=== Activities ===
**A.** Answer these questions using the text on COVID-19 antibody testing:
(i) On what date was the article accepted?
(ii) How many possible COVID-19 patients were evaluated in the study?
(iii) Which symptom was most common among the seropositive patients, and in what percentage of them?
**B.** Quote the text on COVID-19 antibody testing starting at the words "Published online Sep" and stopping after "rapid antibody test.".

=== Text block ===
════════════════

Published online Sep 20, 2021. doi: 10.5493/wjem.v11.i4.44
Peer-review started: January 12, 2021
First decision: July 8, 2021
Revised: July 26, 2021
Accepted: September 1, 2021
Article in press: September 1, 2021
Published online: September 20, 2021
Although the detection of viral particles by reverse transcription polymerase chain reaction (RT-PCR) is the gold standard diagnostic test for coronavirus disease 2019 (COVID-19), the false-negative results constitute a big challenge.
To examine a group of patients diagnosed and treated as possible COVID-19 pneumonia whose multiple nasopharyngeal swab samples were negative for severe acute respiratory syndrome coronavirus 2 (SARS-CoV-2) by RT-PCR but then serological immunoglobulin M/immunoglobulin G (IgM/IgG) antibody against SARS-CoV-2 were detected by rapid antibody test.
Eighty possible COVID-19 patients who had at least two negative consecutive COVID-19 RT-PCR test and were subjected to serological rapid antibody test were evaluated in this study.
The specific serological total IgM/IgG antibody against SARS-CoV-2 was detected in twenty-two patients. The mean age of this patient group was 63.2± 13.1-years-old with a male/female ratio of 11/11. Cough was the most common symptom (90.9%). The most common presenting chest computed tomography findings were bilateral ground glass opacities (77.2%) and alveolar consolidations (50.1%). The mean duration of time from appearance of first symptoms to hospital admission, to hospital admission, to treatment duration and to serological positivity were 8.6 d, 11.2 d, 7.9 d, and 24 d, respectively. Compared with reference laboratory values, serologically positive patients have shown increased levels of acute phase reactants, such as C-reactive protein, ferritin, and procalcitonin and higher inflammatory markers, such as erythrocyte sedimentation rate, lactate dehydrogenase enzyme, and fibrin end-products, such as D-dimer. A left shift on white blood cell differential was observed with increased neutrophil counts and decreased lymphocytes.

════════════════

=== Exercise data ===
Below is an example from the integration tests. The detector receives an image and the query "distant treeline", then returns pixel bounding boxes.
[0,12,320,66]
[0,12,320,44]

════════════════

=== Answers to the problems ===
**A.**
(i) September 1, 2021
(ii) Eighty
(iii) Cough, 90.9%

**B.**
Published online Sep 20, 2021. doi: 10.5493/wjem.v11.i4.44
Peer-review started: January 12, 2021
First decision: July 8, 2021
Revised: July 26, 2021
Accepted: September 1, 2021
Article in press: September 1, 2021
Published online: September 20, 2021
Although the detection of viral particles by reverse transcription polymerase chain reaction (RT-PCR) is the gold standard diagnostic test for coronavirus disease 2019 (COVID-19), the false-negative results constitute a big challenge.
To examine a group of patients diagnosed and treated as possible COVID-19 pneumonia whose multiple nasopharyngeal swab samples were negative for severe acute respiratory syndrome coronavirus 2 (SARS-CoV-2) by RT-PCR but then serological immunoglobulin M/immunoglobulin G (IgM/IgG) antibody against SARS-CoV-2 were detected by rapid antibody test.